==== MATÉRIEL DE L'EXERCICE ====

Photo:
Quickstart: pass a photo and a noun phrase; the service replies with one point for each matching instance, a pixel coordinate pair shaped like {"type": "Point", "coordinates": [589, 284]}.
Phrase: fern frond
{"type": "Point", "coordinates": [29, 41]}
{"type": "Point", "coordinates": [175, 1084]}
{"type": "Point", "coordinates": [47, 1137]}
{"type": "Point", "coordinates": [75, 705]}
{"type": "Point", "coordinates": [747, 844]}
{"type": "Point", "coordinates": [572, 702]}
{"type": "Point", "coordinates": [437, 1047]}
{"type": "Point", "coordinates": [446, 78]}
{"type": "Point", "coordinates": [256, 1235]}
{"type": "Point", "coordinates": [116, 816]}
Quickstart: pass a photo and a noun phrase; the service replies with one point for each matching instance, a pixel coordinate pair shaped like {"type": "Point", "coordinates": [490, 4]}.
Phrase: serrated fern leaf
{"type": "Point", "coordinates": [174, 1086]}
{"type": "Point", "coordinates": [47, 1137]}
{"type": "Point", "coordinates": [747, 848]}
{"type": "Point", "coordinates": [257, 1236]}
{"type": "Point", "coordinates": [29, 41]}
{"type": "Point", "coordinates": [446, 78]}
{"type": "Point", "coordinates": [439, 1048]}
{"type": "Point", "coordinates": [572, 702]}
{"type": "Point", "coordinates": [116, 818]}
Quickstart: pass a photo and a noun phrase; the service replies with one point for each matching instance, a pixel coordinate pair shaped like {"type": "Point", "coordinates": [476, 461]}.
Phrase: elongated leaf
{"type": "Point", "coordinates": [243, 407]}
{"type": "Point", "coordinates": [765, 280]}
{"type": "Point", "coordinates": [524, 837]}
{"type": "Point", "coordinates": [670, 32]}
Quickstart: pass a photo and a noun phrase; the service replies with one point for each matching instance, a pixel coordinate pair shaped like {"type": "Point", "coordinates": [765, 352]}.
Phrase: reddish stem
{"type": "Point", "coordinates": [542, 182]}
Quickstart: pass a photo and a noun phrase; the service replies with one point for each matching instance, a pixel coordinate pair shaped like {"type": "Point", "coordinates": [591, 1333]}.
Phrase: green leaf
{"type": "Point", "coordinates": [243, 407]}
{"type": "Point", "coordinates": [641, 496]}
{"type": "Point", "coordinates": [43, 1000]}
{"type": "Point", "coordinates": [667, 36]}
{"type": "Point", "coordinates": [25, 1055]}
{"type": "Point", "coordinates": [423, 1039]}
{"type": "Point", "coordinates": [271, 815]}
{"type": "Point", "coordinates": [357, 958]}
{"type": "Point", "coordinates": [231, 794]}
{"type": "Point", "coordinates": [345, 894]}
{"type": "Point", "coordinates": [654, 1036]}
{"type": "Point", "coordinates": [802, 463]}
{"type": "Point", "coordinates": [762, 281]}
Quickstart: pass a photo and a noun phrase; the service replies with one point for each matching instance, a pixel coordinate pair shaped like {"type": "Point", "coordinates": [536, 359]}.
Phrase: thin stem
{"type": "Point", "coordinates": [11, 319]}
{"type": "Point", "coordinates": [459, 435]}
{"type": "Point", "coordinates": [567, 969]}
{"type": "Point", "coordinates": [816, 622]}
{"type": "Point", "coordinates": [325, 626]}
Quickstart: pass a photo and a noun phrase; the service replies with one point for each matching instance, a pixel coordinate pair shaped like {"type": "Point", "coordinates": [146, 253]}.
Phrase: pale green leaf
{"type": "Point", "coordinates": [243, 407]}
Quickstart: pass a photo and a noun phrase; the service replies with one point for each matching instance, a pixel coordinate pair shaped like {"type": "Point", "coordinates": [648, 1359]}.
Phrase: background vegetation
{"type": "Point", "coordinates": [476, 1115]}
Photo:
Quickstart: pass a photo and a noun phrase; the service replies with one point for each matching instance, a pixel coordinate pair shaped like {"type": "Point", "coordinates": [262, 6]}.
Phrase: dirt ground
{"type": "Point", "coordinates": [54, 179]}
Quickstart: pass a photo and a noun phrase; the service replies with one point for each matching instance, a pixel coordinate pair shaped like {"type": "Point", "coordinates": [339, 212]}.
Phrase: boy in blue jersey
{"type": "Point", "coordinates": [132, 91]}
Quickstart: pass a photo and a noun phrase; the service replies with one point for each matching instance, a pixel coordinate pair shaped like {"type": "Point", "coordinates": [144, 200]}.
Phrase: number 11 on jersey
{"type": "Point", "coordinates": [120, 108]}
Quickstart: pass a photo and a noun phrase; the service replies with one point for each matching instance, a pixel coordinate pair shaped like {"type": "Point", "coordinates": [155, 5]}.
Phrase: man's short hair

====

- OBJECTIF DE L'EXERCICE: Extrayez du matériel ci-dessus toutes les lignes qui contiennent le mot « fern ».

- RÉPONSE FINALE:
Phrase: fern frond
Phrase: serrated fern leaf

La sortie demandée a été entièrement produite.